DOCUMENT EXTRACT
Not necessarily so. There are many examples of skewed curves such as those seen in male reproductive success of some species (in which only a few large males mate) or disruptive selection in which there is selection against the mean and you end up with a bimodal curve.


----------



## PrimroseMind

5'6


----------



## letter_to_dana

I'm between 5'10'' - 5'11''. In cm my height is 1.79 cm.
And yes, I'm a woman.


----------



## 2ndIINone

177cm


----------



## firedell

4ft 11inches.  I'm never going to grow and people will continually pick me up or pat my head.


----------



## firedell

Holgrave said:


> I need to find a 4'11 friend.


It's ok, I'm here.


----------



## laikta

5"7 abut 171cm


----------



## you_is_eagleton

5'7"

I'm pretty tall for my gender/race.

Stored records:
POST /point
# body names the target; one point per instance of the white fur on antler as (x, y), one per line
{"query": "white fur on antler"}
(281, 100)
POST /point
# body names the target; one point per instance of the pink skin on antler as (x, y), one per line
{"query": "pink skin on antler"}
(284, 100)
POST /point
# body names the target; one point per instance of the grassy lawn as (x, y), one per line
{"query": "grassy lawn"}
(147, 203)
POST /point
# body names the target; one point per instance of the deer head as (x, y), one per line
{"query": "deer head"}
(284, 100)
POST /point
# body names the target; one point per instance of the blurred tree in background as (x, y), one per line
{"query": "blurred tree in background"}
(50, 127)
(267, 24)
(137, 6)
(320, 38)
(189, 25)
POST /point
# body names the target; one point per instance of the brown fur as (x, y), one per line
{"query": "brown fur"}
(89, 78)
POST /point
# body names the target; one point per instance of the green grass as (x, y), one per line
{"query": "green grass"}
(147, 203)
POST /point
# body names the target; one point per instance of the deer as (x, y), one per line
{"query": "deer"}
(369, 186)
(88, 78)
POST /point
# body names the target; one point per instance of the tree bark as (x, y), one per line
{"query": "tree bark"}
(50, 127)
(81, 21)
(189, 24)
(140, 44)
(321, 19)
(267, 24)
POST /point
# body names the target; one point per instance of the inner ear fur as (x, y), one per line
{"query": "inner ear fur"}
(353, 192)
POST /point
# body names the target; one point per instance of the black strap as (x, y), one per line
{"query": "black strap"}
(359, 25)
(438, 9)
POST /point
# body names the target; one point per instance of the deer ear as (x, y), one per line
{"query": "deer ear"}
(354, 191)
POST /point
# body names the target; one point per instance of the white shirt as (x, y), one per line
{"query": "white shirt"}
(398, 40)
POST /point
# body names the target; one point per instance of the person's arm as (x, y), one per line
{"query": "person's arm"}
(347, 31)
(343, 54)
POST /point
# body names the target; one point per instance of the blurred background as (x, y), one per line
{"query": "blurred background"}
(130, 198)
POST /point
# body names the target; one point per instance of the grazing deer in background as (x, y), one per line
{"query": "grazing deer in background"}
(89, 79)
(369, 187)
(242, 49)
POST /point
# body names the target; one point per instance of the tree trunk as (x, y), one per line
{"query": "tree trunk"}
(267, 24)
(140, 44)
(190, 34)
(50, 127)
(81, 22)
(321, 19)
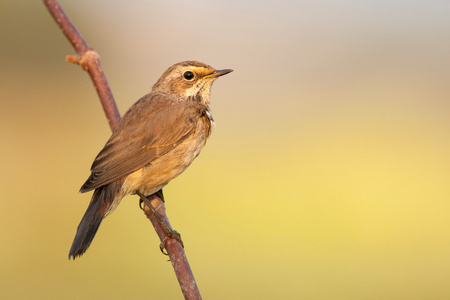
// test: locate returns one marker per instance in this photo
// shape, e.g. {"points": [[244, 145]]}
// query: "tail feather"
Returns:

OBJECTIVE 1
Reproduce the forum thread about height in full, with every line as it appears.
OBJECTIVE 2
Pull out each line in the records that contains the string "trunk", matching case exactly.

PROBLEM SOLUTION 1
Not necessarily so. There are many examples of skewed curves such as those seen in male reproductive success of some species (in which only a few large males mate) or disruptive selection in which there is selection against the mean and you end up with a bimodal curve.


----------



## PrimroseMind

5'6


----------



## letter_to_dana

I'm between 5'10'' - 5'11''. In cm my height is 1.79 cm.
And yes, I'm a woman.


----------



## 2ndIINone

177cm


----------



## firedell

4ft 11inches.  I'm never going to grow and people will continually pick me up or pat my head.


----------



## firedell

Holgrave said:


> I need to find a 4'11 friend.


It's ok, I'm here.


----------



## laikta

5"7 abut 171cm


----------



## you_is_eagleton

5'7"

I'm pretty tall for my gender/race.

PROBLEM SOLUTION 2
# body names the target; one point per instance of the tree trunk as (x, y), one per line
{"query": "tree trunk"}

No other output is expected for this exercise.